▶ _Task details_
Reproduce every one of the records below, substituting "central point" for each occurrence of "innermost point" and leaving all other text unchanged. Omit the pictures from your answer.

▶ _Excerpted data_
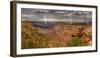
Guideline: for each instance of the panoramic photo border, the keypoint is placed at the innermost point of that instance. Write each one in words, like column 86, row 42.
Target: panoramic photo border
column 16, row 29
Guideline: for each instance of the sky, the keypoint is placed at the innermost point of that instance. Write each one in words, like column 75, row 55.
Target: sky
column 31, row 14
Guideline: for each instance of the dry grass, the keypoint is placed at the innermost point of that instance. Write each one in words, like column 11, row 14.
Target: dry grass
column 61, row 35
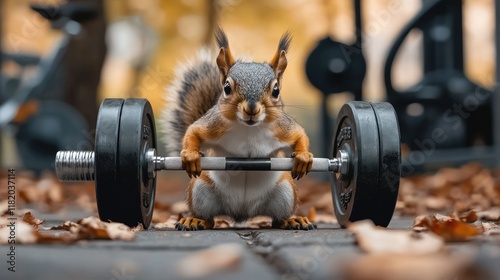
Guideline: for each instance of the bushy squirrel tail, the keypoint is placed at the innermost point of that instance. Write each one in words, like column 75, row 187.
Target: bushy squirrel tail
column 195, row 89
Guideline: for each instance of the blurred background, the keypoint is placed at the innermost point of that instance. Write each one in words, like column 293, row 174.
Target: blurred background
column 433, row 60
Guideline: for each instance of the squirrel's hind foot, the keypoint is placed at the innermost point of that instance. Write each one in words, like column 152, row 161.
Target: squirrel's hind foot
column 296, row 222
column 191, row 223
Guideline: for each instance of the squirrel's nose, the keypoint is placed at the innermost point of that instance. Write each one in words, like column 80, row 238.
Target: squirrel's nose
column 251, row 112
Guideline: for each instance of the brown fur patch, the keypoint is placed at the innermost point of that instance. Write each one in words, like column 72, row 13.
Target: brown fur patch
column 204, row 177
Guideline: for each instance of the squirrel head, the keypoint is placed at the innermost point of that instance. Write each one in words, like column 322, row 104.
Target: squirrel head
column 251, row 90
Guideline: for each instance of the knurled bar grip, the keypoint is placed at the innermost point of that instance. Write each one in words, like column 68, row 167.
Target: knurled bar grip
column 233, row 163
column 79, row 165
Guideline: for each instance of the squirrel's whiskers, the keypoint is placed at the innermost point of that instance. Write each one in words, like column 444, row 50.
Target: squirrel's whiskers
column 233, row 108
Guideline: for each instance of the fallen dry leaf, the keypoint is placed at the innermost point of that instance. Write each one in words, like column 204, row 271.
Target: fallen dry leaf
column 449, row 228
column 373, row 239
column 32, row 220
column 93, row 228
column 214, row 260
column 19, row 232
column 491, row 228
column 68, row 225
column 258, row 222
column 169, row 223
column 410, row 267
column 492, row 214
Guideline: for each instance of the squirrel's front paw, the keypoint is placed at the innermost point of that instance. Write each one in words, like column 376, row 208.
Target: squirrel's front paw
column 191, row 223
column 191, row 162
column 302, row 164
column 297, row 222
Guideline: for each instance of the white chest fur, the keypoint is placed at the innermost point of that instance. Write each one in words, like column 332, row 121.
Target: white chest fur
column 245, row 194
column 247, row 141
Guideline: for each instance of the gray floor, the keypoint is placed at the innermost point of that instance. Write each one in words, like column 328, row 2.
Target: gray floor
column 266, row 254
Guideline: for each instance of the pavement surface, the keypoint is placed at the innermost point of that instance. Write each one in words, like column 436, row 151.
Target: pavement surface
column 161, row 254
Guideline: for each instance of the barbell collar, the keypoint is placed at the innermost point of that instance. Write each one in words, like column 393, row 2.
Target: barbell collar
column 79, row 165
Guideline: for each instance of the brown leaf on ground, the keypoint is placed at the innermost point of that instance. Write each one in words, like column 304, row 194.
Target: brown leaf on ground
column 32, row 220
column 22, row 232
column 411, row 267
column 17, row 231
column 491, row 228
column 492, row 214
column 212, row 261
column 93, row 228
column 223, row 222
column 169, row 223
column 85, row 202
column 373, row 239
column 449, row 228
column 311, row 216
column 258, row 222
column 4, row 207
column 468, row 216
column 468, row 187
column 67, row 226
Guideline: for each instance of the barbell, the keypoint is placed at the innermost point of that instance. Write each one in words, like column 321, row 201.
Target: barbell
column 365, row 163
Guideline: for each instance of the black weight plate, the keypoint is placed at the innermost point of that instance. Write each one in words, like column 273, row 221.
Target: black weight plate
column 137, row 135
column 390, row 162
column 106, row 159
column 363, row 192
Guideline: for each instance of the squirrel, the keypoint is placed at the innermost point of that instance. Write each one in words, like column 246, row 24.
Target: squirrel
column 233, row 108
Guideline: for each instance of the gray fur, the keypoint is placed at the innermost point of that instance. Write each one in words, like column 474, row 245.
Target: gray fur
column 196, row 80
column 252, row 79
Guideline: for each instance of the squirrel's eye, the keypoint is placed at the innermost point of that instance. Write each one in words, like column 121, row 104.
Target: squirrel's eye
column 227, row 88
column 276, row 91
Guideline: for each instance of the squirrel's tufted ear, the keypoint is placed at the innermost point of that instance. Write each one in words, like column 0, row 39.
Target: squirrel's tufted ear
column 225, row 59
column 279, row 61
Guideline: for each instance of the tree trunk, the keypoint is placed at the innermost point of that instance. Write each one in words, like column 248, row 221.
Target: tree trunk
column 83, row 63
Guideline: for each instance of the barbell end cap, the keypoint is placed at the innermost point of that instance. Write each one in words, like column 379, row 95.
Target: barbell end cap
column 75, row 166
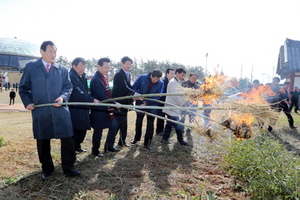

▶ _Task answer_
Guideline: for each instance of the panoramic photo border, the keypoint is placed at the central point of that instance. Write each one in words, like column 86, row 42.
Target: panoramic photo border
column 16, row 29
Guideline: for each instance of the sky, the keypoint is placed at the central point of that instance. Write each one in words, like column 75, row 55.
Target: sky
column 31, row 14
Guideline: for each instance of the dry grass, the keypoint is placed at the central point of that instance. Write each one in words, like column 11, row 14.
Target: dry grass
column 61, row 35
Guideline: for each instance of the bushy squirrel tail, the keypoint is placed at the central point of that instance. Write each one in words, like column 75, row 187.
Target: bushy squirrel tail
column 195, row 89
Guideline: for each instance of the blurred background, the keypoint is placed at the central point of that instance. Write each one in words, like column 293, row 174.
Target: blurred background
column 433, row 60
Guideline: for each instance of the squirrel's hind foot, the keypoint is placed at the central point of that instance. Write each one in words, like column 152, row 161.
Target: squirrel's hind foot
column 296, row 222
column 191, row 223
Guideline: for each instance of the squirrel's nose, the keypoint is placed at the central point of that instance. Write each one in words, like column 80, row 238.
Target: squirrel's nose
column 251, row 112
Guideline: for each instance of the brown fur patch, the keypoint is placed at the central point of that instance. Write each one in words, like column 72, row 13.
Target: brown fur patch
column 204, row 177
Guideline: for each instance of the squirrel head, the keypoint is placed at the central point of that instance. Write each one in words, like column 322, row 104.
Target: squirrel head
column 251, row 90
Guideline: for each instance of the knurled bar grip, the keypoint is placed at the central point of that instance. Write each one in words, like column 68, row 167.
Target: knurled bar grip
column 233, row 163
column 79, row 165
Guideline: for each instance of the squirrel's whiskers, the keypoint is placed at the central point of that instance. Write each one in words, like column 444, row 50.
Target: squirrel's whiskers
column 233, row 108
Guideline: for each instance of the fallen dry leaf, the keypoint is placed at the central point of that instance. Write each one in words, like column 204, row 271.
Target: fallen dry leaf
column 449, row 228
column 373, row 239
column 32, row 220
column 93, row 228
column 214, row 260
column 19, row 232
column 491, row 228
column 68, row 225
column 258, row 222
column 169, row 223
column 410, row 267
column 492, row 214
Guideline: for each instance of the squirrel's front paw, the keypoint is placed at the central point of that instance. Write each one in words, like column 376, row 208.
Target: squirrel's front paw
column 191, row 223
column 191, row 162
column 302, row 164
column 297, row 222
Guideline: for each instance of the white chest fur, the keypoint is placed at the central point of that instance. Write each one in words, like column 332, row 121.
Target: white chest fur
column 245, row 194
column 247, row 141
Guideline: for each instance of the gray floor, the keypoint is placed at the central point of that instance. Write each one in words, like column 328, row 2.
Target: gray floor
column 266, row 254
Guideline: for each instance of the pavement surface, the keypoint is placed at the central point of that instance. Write each one in words, like column 436, row 151.
Target: pavement surface
column 161, row 254
Guideline: for each instance of the barbell collar, the keypoint is placed at the central point of that instance. Write each one in words, like column 393, row 2.
Target: barbell collar
column 79, row 165
Guideline: for each instance of the brown leaf on ground, the keypoint is placed at the central point of that instance. Write each one in words, like column 304, row 194.
Target: brown leaf on ground
column 32, row 220
column 22, row 232
column 411, row 267
column 17, row 231
column 491, row 228
column 492, row 214
column 212, row 261
column 93, row 228
column 223, row 222
column 169, row 223
column 85, row 202
column 373, row 239
column 449, row 228
column 311, row 216
column 258, row 222
column 4, row 207
column 468, row 216
column 468, row 187
column 67, row 226
Guideline: for each instance of the barbell, the keypoint is placed at the central point of that instance. Write each one in words, like column 321, row 201.
Target: barbell
column 365, row 163
Guideline: for each instance of the black weight plate, the keypoint is placed at the central point of that instance. Write each one in words, like column 273, row 221.
Target: black weight plate
column 137, row 135
column 390, row 162
column 106, row 159
column 363, row 192
Guideline: for each instance of the squirrel, the keypoint is placed at the central point of that instance. Write each one in words, like column 246, row 24.
Target: squirrel
column 233, row 108
Guideline: for each instance of the gray fur, the keypoint is placed at the central point of that instance. Write each one in words, like column 474, row 245.
Target: gray fur
column 196, row 80
column 252, row 79
Guideline: for each instance of the squirrel's eye, the keypoint is placed at the central point of that instance. Write each one in words, like column 121, row 104.
Target: squirrel's eye
column 227, row 88
column 276, row 91
Guideline: for each instance of the squirrel's tufted ear, the keypoint is placed at the central point of that instance. Write each one in words, like column 0, row 39.
Target: squirrel's tufted ear
column 225, row 59
column 279, row 61
Guideline: for each instance of the tree trunk, the keypoint is placed at the central point of that instance. Write each one in words, like column 248, row 221.
Target: tree trunk
column 83, row 63
Guideline: for each instance of the barbell end cap, the keypoint is placed at the central point of that instance. Write each one in words, like column 379, row 95.
Target: barbell end cap
column 75, row 166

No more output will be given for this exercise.